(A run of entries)
━━━━━━━━━━━━━━━━
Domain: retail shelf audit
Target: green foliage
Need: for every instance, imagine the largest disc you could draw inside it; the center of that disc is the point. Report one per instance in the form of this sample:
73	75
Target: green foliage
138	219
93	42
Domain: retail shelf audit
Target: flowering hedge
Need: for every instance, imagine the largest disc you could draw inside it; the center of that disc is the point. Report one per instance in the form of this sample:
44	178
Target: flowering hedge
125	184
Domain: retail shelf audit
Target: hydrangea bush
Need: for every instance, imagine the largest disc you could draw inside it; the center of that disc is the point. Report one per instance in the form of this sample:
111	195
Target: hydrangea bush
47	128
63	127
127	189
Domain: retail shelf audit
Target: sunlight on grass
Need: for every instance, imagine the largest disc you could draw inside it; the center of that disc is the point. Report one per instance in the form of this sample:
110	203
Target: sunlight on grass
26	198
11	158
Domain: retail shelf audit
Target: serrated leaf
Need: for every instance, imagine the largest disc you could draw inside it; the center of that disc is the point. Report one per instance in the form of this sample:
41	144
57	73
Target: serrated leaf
━━━━━━━━━━━━━━━━
▸ **What this task involves**:
Please duplicate every line of the entries above with no changes at all.

▸ **Exercise answer**:
Domain: retail shelf audit
Target: green foliage
Need: for every instance, imagine the largest disc you could draw inside it; the center of that disc is the point. Report one per instance in the form of this sample:
73	75
Target: green foliage
138	219
93	42
Domain: retail shelf audit
Target: flowering hedge
Need: for every instance, imagine the largest disc you could draw inside it; the center of that disc is the point. Report one per instance in the form of this sample:
44	178
Target: flowering hedge
125	184
Domain: retail shelf audit
Target: hydrangea bush
Need: for every instance, imagine the largest disc you could draw inside it; the center of that disc is the point. Report one per instance in the form of this sample:
111	195
Target: hydrangea bush
47	128
63	127
127	189
Domain: retail shelf audit
Target: sunlight on grass
Need: for every instance, imagine the largest disc you could draw inside it; the center of that disc is the point. Report one per instance in the form of this sample:
110	203
Target: sunlight on grass
26	198
11	158
Domain: retail shelf audit
Target: serrated leaf
Need: for every instance, imagine the largest disc you could draw inside it; the center of that disc is the point. Report one per instance in the form of this sample:
41	144
57	73
Target: serrated leaf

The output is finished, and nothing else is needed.